Stored items
[start]

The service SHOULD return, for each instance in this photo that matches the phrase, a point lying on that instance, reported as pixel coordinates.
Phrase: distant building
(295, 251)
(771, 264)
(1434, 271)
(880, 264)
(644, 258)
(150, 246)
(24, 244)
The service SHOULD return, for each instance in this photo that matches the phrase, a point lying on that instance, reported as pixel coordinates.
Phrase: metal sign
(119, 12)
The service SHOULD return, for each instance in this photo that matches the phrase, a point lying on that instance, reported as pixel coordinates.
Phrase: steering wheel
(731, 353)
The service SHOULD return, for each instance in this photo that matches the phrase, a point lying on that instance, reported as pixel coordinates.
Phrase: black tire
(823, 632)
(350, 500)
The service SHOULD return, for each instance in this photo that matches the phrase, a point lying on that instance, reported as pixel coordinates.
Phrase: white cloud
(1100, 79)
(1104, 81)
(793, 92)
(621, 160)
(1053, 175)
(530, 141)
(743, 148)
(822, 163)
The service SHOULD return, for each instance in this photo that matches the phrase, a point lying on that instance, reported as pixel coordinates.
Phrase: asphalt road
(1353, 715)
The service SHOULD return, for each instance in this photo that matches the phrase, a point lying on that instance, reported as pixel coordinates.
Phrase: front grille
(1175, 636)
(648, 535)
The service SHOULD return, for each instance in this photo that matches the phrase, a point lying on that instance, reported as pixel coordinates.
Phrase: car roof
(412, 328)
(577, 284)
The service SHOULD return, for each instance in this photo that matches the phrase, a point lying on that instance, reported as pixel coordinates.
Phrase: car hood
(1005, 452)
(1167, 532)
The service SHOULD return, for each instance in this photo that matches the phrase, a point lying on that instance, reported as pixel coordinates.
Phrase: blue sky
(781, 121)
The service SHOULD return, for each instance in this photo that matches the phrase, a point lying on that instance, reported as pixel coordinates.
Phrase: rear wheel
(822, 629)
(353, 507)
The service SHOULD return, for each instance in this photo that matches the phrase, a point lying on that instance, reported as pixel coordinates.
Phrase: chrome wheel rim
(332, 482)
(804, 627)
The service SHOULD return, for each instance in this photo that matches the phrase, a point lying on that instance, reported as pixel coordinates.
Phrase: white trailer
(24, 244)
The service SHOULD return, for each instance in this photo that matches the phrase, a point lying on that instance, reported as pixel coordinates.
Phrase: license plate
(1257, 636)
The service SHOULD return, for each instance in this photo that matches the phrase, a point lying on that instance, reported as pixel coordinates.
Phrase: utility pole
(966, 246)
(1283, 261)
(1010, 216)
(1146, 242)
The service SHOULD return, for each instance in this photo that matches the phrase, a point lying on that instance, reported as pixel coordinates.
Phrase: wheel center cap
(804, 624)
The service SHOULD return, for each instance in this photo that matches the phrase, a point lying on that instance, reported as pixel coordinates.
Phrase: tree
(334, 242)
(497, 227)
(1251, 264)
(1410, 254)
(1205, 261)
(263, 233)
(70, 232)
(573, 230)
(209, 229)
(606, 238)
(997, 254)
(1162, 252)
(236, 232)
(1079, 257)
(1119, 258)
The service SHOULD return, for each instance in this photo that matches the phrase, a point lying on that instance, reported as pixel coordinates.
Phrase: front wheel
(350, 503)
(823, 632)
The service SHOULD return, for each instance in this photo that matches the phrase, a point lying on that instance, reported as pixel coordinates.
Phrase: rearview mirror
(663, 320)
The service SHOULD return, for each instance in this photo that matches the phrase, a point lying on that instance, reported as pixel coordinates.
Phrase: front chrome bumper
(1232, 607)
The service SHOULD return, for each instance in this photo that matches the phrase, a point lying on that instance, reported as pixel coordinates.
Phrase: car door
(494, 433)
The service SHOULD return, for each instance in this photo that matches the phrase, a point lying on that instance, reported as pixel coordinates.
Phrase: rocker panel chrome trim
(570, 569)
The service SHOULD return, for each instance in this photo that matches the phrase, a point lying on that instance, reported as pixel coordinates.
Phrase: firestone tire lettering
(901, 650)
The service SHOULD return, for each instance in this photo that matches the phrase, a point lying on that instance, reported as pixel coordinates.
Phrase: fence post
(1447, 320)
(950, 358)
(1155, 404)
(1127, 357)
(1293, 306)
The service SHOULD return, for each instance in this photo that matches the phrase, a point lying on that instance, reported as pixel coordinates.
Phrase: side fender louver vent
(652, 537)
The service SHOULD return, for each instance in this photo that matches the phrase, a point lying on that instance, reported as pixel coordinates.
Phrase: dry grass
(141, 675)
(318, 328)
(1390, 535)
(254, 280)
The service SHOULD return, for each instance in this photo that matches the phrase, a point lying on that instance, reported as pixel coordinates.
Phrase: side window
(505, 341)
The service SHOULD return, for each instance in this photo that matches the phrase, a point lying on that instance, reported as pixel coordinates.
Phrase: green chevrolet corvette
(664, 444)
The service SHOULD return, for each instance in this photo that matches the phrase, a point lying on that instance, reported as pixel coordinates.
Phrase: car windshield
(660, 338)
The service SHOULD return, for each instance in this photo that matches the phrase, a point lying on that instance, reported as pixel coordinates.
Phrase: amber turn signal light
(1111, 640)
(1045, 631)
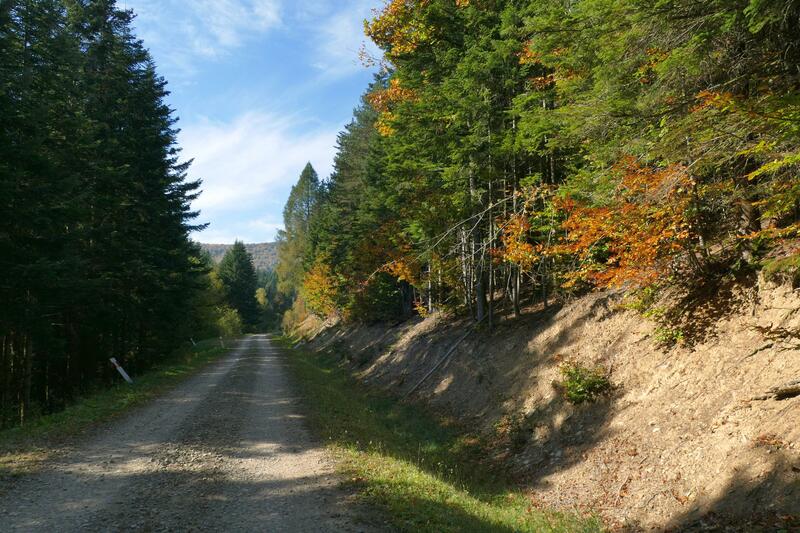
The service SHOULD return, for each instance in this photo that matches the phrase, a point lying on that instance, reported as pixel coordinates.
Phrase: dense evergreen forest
(94, 210)
(512, 151)
(265, 254)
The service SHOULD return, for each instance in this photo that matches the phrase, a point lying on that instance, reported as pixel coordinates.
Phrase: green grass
(425, 475)
(23, 448)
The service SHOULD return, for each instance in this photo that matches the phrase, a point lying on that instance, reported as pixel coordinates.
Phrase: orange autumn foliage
(637, 234)
(319, 290)
(397, 27)
(383, 100)
(515, 247)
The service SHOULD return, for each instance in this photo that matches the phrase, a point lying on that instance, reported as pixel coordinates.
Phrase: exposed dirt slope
(681, 437)
(225, 451)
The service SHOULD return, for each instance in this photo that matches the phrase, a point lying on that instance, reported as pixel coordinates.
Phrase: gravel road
(225, 451)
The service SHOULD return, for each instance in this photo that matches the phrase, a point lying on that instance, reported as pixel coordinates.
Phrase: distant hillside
(265, 254)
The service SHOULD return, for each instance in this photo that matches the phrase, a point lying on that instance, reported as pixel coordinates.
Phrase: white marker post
(121, 371)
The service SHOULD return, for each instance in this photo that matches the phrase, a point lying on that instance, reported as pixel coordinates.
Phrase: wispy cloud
(339, 37)
(249, 164)
(180, 32)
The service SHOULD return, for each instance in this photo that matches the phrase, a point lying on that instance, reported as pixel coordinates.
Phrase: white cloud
(178, 31)
(340, 37)
(252, 161)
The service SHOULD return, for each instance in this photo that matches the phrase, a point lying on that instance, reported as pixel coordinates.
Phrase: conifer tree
(238, 277)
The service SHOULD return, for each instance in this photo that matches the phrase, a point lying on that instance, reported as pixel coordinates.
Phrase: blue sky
(260, 87)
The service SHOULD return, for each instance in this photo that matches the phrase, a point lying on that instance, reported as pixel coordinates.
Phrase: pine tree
(238, 277)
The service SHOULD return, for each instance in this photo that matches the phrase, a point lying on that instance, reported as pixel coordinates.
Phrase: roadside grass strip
(424, 474)
(23, 448)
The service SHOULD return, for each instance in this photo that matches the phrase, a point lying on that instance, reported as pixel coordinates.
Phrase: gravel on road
(225, 451)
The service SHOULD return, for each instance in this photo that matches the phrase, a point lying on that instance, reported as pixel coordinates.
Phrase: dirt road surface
(225, 451)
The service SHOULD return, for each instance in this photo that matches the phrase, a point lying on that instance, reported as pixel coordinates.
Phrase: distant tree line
(515, 150)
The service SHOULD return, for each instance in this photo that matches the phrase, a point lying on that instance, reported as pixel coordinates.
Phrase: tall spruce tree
(294, 247)
(95, 259)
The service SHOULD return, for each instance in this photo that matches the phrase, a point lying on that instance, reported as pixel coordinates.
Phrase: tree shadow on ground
(740, 508)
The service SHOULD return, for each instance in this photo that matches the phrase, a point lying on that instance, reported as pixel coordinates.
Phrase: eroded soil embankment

[end]

Your objective: Copy the lines from the start of the stored items through the line containing "(1353, 715)", inclusive, word for word.

Correct response:
The service SHOULD return, for each instance in this photo that matches the phrase, a point lying on that instance, reported as pixel coordinates.
Phrase: distant building
(295, 251)
(771, 264)
(1434, 271)
(880, 264)
(644, 258)
(150, 246)
(24, 244)
The service SHOULD return, for each instance in this photo that matches the phrase, a point lying on that instance, reported as pixel coordinates.
Phrase: metal sign
(119, 12)
The service SHOULD return, for each instance in this photo that matches the phrase, a point lying on that instance, reported as pixel coordinates.
Phrase: steering wheel
(731, 353)
The service SHOULD return, for each instance in this photo that matches the phrase, a point lying on that instance, reported as pixel coordinates.
Phrase: black tire
(823, 632)
(350, 500)
The service SHOULD return, for each instance in this photo that matches the phrase, a point lying on that instance, reported as pixel coordinates.
Phrase: white cloud
(1100, 79)
(1104, 81)
(793, 92)
(621, 160)
(1053, 175)
(530, 141)
(743, 148)
(822, 163)
The service SHOULD return, for each instance in this photo that matches the phrase, a point lying on that instance, reported as pixel coordinates.
Phrase: asphalt road
(1353, 715)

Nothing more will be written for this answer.